■ **Yapılacak İş**
Aşağıdaki satırlardan "iron" sözcüğünü içerenlerin tümünü kopyalayarak listeleyin. Büyük ve küçük harf farkı dikkate alınır.

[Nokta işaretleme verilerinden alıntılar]
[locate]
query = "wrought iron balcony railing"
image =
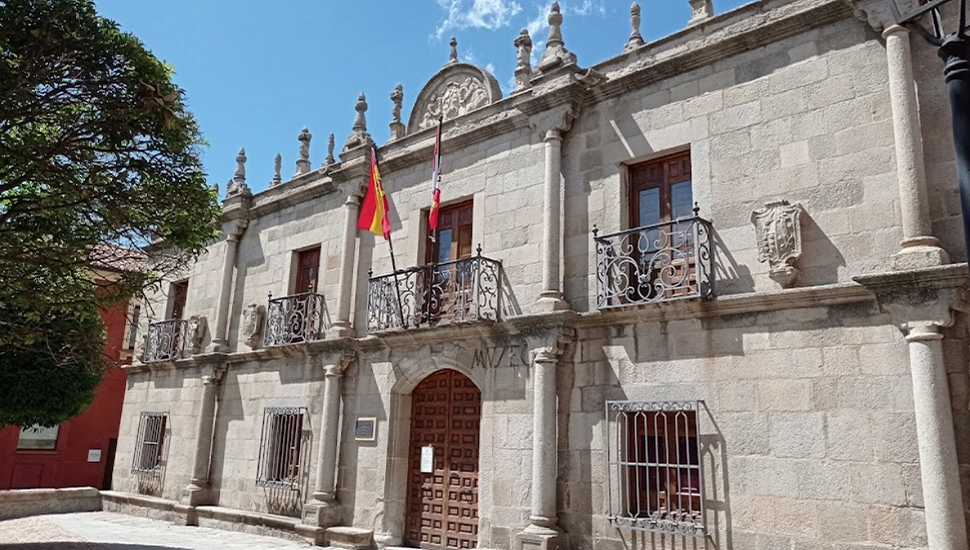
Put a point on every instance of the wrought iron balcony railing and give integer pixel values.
(654, 263)
(461, 290)
(294, 319)
(165, 341)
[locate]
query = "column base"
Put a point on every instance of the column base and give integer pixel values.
(195, 494)
(550, 301)
(320, 513)
(535, 537)
(313, 534)
(919, 252)
(341, 331)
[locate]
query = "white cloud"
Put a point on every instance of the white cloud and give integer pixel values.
(479, 14)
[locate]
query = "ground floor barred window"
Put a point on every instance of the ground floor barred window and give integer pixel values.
(150, 445)
(655, 472)
(281, 447)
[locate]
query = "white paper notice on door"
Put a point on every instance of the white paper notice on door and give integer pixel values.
(427, 459)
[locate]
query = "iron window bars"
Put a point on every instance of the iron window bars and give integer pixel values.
(165, 341)
(294, 319)
(150, 444)
(655, 473)
(461, 290)
(654, 263)
(281, 447)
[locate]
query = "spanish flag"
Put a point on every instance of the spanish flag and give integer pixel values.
(435, 183)
(374, 210)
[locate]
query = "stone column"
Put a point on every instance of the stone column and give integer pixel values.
(939, 469)
(197, 491)
(323, 510)
(919, 247)
(542, 532)
(550, 299)
(341, 327)
(220, 339)
(920, 302)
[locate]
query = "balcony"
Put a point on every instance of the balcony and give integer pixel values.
(654, 263)
(165, 341)
(429, 295)
(295, 319)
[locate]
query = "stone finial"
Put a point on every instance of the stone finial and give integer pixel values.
(636, 40)
(453, 54)
(277, 167)
(778, 228)
(238, 182)
(556, 53)
(330, 145)
(303, 163)
(523, 54)
(397, 98)
(700, 11)
(359, 135)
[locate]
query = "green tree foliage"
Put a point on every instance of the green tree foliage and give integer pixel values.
(99, 157)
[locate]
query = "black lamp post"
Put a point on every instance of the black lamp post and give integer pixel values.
(955, 52)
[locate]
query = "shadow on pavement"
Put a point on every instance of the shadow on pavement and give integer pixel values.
(64, 545)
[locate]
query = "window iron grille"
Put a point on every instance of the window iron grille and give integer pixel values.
(656, 475)
(281, 448)
(461, 290)
(150, 444)
(165, 341)
(654, 263)
(295, 318)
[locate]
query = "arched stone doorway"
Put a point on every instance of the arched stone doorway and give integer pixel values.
(442, 494)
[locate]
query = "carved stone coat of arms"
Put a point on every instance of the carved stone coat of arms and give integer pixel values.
(778, 228)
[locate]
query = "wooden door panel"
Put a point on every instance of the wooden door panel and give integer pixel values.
(443, 506)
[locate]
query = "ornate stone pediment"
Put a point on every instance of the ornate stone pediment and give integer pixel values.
(457, 89)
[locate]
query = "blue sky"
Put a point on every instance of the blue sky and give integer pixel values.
(257, 72)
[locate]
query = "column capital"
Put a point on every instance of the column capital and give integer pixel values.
(551, 124)
(548, 348)
(894, 29)
(337, 368)
(212, 374)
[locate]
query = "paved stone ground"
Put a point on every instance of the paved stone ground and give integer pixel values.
(107, 531)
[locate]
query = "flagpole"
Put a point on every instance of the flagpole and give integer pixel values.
(390, 245)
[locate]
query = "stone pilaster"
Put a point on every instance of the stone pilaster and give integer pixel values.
(920, 303)
(323, 510)
(919, 247)
(543, 532)
(197, 491)
(220, 339)
(341, 327)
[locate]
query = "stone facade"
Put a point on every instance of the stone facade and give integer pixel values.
(822, 416)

■ **Bu Sorunun Çözümü**
query = "wrought iron balcony railing"
Put a point on every instance of the wrought iron balcony railing and give integer pixel values.
query = "iron window bars"
Put a point on every instance of the iron window bars and give integer pixel values.
query = "window iron grille"
Put a point on every instance of the window iron grille and give integer pixel values.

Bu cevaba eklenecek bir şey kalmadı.